— start of Provided material —

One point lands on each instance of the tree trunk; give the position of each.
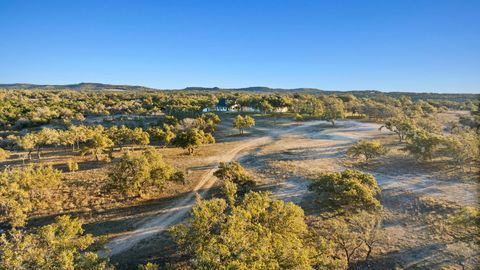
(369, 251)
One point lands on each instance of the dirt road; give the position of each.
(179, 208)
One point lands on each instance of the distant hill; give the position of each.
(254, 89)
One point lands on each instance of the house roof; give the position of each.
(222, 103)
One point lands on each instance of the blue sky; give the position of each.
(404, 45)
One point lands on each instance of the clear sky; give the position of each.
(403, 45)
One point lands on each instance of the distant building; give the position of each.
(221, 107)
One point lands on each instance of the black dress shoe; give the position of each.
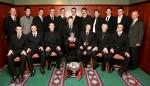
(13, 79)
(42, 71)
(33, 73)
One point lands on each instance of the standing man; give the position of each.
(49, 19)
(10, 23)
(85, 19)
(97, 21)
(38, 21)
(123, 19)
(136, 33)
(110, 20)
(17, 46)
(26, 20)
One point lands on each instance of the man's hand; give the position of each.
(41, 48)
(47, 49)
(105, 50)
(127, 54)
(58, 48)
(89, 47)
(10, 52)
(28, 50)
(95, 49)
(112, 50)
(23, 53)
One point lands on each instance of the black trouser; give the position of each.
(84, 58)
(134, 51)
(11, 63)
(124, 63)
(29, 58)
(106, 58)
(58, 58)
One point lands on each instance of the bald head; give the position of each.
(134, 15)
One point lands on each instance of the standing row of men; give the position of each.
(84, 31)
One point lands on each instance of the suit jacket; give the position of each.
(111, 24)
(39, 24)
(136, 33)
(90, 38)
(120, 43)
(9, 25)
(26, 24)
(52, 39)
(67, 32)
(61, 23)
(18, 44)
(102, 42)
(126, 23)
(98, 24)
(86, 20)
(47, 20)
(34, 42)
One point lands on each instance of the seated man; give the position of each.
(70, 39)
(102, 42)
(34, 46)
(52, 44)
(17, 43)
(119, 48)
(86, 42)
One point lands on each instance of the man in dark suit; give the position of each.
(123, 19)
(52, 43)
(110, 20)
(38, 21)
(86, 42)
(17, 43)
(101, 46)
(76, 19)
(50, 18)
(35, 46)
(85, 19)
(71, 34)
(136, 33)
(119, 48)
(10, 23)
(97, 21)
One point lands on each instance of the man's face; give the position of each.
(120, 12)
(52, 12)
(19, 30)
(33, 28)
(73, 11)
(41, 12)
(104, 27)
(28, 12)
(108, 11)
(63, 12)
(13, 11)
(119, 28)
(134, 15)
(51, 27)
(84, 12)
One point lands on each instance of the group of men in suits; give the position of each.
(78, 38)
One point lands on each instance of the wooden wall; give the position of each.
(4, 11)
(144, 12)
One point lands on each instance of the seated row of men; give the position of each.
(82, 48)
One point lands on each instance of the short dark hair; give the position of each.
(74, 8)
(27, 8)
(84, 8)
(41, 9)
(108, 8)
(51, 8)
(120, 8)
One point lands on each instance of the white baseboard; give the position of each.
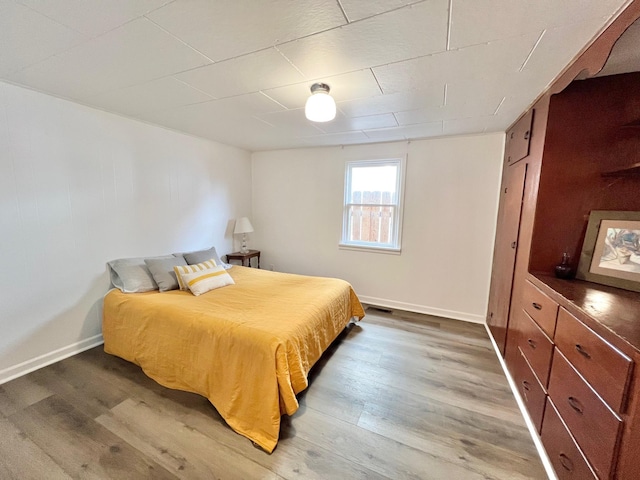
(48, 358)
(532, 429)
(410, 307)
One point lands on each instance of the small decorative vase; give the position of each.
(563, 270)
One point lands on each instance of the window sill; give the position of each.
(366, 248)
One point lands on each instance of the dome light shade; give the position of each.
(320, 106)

— end of Provided material —

## [Exercise aim]
Rewrite every item above as a JSON list of strings, one string per line, skipping blank lines and leaving out the pictures.

## [Answer to the exercise]
[
  "One point lands on each instance of the tree trunk; give the position of each.",
  "(369, 251)",
  "One point lands on each instance of the dirt road; give the position of each.",
  "(179, 208)",
  "One point lands on each instance of the distant hill; give the position of each.",
  "(254, 89)",
  "One point lands on each instance of the house roof; give the position of each.",
  "(222, 103)",
  "One point lands on each instance of the blue sky; give the position of each.",
  "(404, 45)",
  "One point lands on each instance of the clear sky; give the position of each.",
  "(403, 45)",
  "One point lands on each instance of the distant building; give the position of each.",
  "(221, 107)",
  "One point lands on each instance of the black dress shoe; give the position of each.",
  "(13, 79)",
  "(42, 71)",
  "(33, 73)",
  "One point lands on each instance of the standing man; give the position of each.",
  "(49, 19)",
  "(10, 23)",
  "(85, 19)",
  "(97, 21)",
  "(38, 21)",
  "(123, 19)",
  "(136, 33)",
  "(110, 20)",
  "(17, 46)",
  "(26, 20)",
  "One point lands on each instance of the man's hand; give the position of each.",
  "(41, 48)",
  "(47, 49)",
  "(105, 50)",
  "(127, 54)",
  "(58, 48)",
  "(89, 47)",
  "(10, 52)",
  "(28, 50)",
  "(95, 49)",
  "(112, 50)",
  "(23, 53)",
  "One point lands on each instance of the black trouser; give the position of each.",
  "(84, 58)",
  "(134, 51)",
  "(11, 63)",
  "(124, 63)",
  "(29, 58)",
  "(106, 58)",
  "(58, 58)",
  "One point lands on each instance of the bald head; give the position of each.",
  "(134, 15)",
  "One point lands on each instance of the standing row of men; give the position of each.",
  "(84, 31)",
  "One point lands on each instance of the suit jacket; give the position of each.",
  "(111, 24)",
  "(39, 24)",
  "(136, 33)",
  "(90, 38)",
  "(120, 43)",
  "(9, 25)",
  "(26, 24)",
  "(52, 39)",
  "(67, 32)",
  "(61, 23)",
  "(18, 44)",
  "(102, 42)",
  "(126, 23)",
  "(98, 24)",
  "(86, 20)",
  "(47, 20)",
  "(34, 42)",
  "One point lands on each instance of the seated man; give the position of each.",
  "(70, 39)",
  "(102, 42)",
  "(34, 46)",
  "(52, 44)",
  "(17, 43)",
  "(119, 48)",
  "(86, 42)",
  "One point lands on each instance of the man in dark suit; give the position of each.",
  "(123, 19)",
  "(52, 43)",
  "(110, 20)",
  "(38, 21)",
  "(86, 42)",
  "(17, 43)",
  "(101, 46)",
  "(76, 19)",
  "(50, 18)",
  "(35, 46)",
  "(85, 19)",
  "(71, 34)",
  "(136, 33)",
  "(119, 48)",
  "(10, 23)",
  "(97, 21)",
  "One point lands on each instance of the man's face; give the position of each.",
  "(120, 12)",
  "(52, 12)",
  "(19, 30)",
  "(33, 28)",
  "(73, 11)",
  "(41, 12)",
  "(104, 27)",
  "(28, 12)",
  "(108, 11)",
  "(63, 12)",
  "(13, 11)",
  "(119, 28)",
  "(134, 15)",
  "(51, 27)",
  "(84, 12)",
  "One point lands on each instance of the group of men in suits; give the position of each.",
  "(78, 38)",
  "One point lands on each instance of the wooden wall; give the position of each.",
  "(4, 11)",
  "(144, 12)",
  "One point lands on each instance of the seated row of men; give the position of each.",
  "(82, 48)",
  "One point lands on each instance of the short dark hair; give the position of each.",
  "(74, 8)",
  "(27, 8)",
  "(84, 8)",
  "(41, 9)",
  "(108, 8)",
  "(51, 8)",
  "(120, 8)",
  "One point lands on each instance of the white baseboard; give the position of each.",
  "(48, 358)",
  "(532, 429)",
  "(410, 307)",
  "One point lands on each instance of the small decorative vase; give the position of each.",
  "(563, 270)",
  "One point lands on each instance of the window sill; give the position of each.",
  "(366, 248)",
  "One point lands on each instance of the dome light shade; give the position of each.",
  "(320, 106)"
]